**Exercises to complete**
[A] Translate this sentence from the passage on projected gas requirements into Spanish: "Based on this, 108.8 TWh of gas-fired output would be needed."
[B] In the passage on projected gas requirements, print everything from "Coal-fired capacity in" down to "1.86 trillion ft3/yr.".

Projected gas requirements

Assessing how much is the big question. The assessment made here assumes gas meets all generating requirements not provided by other fuels. It adopts IEEFA’s projected generation requirements of 177 TWh in financial year 2029-30, but uses a different fuel mix and, in some cases, different plant utilisation rates.

Coal-fired capacity in 2029-30 is projected at 5 GW, nuclear at 2.2 GW, renewables at 3 GW, and imports at 1.66 GW. Based on this, 108.8 TWh of gas-fired output would be needed.

This would require 21.5 GW of gas-fired plant – 9.2 GW more than was operational in September 2020 -- and 1.03 trillion ft3 of gas. This is almost double the 554bn ft3 of gas used for grid and captive power generation in 2017-18.

Gas demand from other markets, including fertiliser, manufacturing, and the residential sector will also see substantial growth from the 417bn ft3 these sectors used in total in 2017-18. A doubling of consumption in these markets to 833bn ft3 would take overall gas demand to 1.86 trillion ft3/yr.

With domestic production in 2030 projected at only 293bn ft3 that leaves 1.564 trillion ft3 to be met by imports. This equates to an LNG requirement of 32.6mn mt unless piped imports commence in the meantime.

Saved entries:
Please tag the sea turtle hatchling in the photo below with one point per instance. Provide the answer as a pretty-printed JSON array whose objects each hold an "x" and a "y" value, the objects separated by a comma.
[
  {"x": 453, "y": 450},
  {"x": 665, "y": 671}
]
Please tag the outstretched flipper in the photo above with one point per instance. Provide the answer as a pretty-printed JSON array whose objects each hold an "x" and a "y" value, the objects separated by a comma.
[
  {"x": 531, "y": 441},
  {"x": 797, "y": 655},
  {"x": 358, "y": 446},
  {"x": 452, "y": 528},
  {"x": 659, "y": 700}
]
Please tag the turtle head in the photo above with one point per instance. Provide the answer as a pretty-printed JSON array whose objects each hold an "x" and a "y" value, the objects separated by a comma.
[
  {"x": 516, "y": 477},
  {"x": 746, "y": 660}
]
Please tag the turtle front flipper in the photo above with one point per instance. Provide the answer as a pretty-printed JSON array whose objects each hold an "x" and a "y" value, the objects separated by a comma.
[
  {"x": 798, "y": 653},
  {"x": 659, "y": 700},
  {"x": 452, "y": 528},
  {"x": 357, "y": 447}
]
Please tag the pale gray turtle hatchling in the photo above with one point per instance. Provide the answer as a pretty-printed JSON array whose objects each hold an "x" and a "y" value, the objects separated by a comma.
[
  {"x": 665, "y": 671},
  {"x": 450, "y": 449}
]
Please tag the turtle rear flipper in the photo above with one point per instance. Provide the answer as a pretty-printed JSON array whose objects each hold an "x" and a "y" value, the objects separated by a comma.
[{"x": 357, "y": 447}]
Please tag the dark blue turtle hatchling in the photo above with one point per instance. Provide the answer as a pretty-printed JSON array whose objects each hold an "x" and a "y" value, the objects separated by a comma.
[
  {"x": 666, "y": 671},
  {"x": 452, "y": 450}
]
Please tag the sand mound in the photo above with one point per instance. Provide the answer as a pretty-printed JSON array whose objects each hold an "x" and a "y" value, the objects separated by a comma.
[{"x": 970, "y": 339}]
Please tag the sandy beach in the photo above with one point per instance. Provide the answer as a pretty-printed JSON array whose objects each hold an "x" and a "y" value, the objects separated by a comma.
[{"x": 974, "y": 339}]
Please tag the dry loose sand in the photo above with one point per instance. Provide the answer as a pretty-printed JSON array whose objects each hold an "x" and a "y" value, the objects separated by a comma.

**Written answers**
[A] Sobre esta base, se necesitarían 108,8 TWh de generación a partir de gas.

[B]
Coal-fired capacity in 2029-30 is projected at 5 GW, nuclear at 2.2 GW, renewables at 3 GW, and imports at 1.66 GW. Based on this, 108.8 TWh of gas-fired output would be needed.

This would require 21.5 GW of gas-fired plant – 9.2 GW more than was operational in September 2020 -- and 1.03 trillion ft3 of gas. This is almost double the 554bn ft3 of gas used for grid and captive power generation in 2017-18.

Gas demand from other markets, including fertiliser, manufacturing, and the residential sector will also see substantial growth from the 417bn ft3 these sectors used in total in 2017-18. A doubling of consumption in these markets to 833bn ft3 would take overall gas demand to 1.86 trillion ft3/yr.